Can you express the listing as a two-column CSV with the columns "input" and "output", starting with the line containing "like [483, 4]." and going on through the end of the listing? Each row should pair one input with its output, with each value in a single quoted field and line breaks replaced by spaces.
BEGIN Dataset records
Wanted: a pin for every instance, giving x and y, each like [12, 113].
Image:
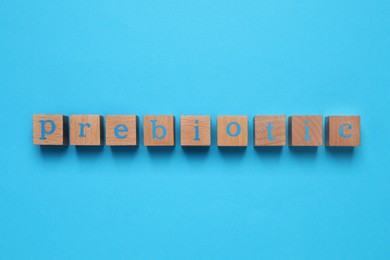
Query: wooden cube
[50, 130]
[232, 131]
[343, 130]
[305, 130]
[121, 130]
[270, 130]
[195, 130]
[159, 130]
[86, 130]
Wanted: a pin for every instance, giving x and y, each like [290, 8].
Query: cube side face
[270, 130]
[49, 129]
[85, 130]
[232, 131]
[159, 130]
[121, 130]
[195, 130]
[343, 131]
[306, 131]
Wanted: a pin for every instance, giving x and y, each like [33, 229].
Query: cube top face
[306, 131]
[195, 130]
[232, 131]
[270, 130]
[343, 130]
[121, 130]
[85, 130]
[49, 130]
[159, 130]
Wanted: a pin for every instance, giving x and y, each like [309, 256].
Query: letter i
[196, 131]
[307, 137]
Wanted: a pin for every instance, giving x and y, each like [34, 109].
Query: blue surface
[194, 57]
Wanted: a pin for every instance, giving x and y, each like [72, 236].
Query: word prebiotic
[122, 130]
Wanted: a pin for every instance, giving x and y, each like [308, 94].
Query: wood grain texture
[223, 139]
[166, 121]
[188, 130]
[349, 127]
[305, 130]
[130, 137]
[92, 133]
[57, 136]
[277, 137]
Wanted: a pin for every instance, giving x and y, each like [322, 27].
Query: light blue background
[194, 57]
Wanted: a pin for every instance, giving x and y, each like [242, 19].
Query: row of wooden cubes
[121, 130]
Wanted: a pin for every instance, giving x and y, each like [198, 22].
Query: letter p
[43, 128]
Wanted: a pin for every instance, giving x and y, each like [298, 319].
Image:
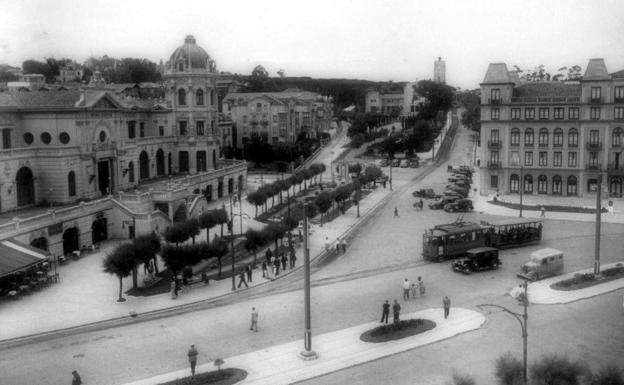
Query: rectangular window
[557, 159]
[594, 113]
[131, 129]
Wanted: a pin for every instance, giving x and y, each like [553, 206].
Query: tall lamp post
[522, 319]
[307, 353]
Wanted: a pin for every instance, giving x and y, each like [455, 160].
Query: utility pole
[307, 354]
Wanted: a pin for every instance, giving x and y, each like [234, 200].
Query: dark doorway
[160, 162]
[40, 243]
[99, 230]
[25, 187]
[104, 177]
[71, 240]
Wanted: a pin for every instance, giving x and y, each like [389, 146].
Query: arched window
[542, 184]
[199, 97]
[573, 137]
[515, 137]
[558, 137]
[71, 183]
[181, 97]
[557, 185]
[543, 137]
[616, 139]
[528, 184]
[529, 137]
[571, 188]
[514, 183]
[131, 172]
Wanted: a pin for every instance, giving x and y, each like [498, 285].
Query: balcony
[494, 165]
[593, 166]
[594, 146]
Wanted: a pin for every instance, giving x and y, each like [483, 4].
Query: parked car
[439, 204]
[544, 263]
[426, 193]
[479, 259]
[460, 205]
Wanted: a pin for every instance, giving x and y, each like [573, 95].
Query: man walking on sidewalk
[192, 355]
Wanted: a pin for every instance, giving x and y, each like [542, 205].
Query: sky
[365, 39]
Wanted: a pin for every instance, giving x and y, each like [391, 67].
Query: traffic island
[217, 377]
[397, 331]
END Dataset records
— Full output —
input,output
"Wanted: a pin for every instance, giving x and y, each like [483, 4]. Query: parked car","[439, 204] [544, 263] [426, 193] [479, 259] [460, 205]"
"Wanted: a pin for every instance, giving x and y, each like [573, 95]. Query: man walking on sidewalk","[192, 355]"
"Wanted: a pin for every instance, giving x and y, each like [542, 205]. Query: sky","[365, 39]"
"Wanted: a pin for every instance, giving x and y, each like [391, 67]. Query: traffic island","[217, 377] [397, 331]"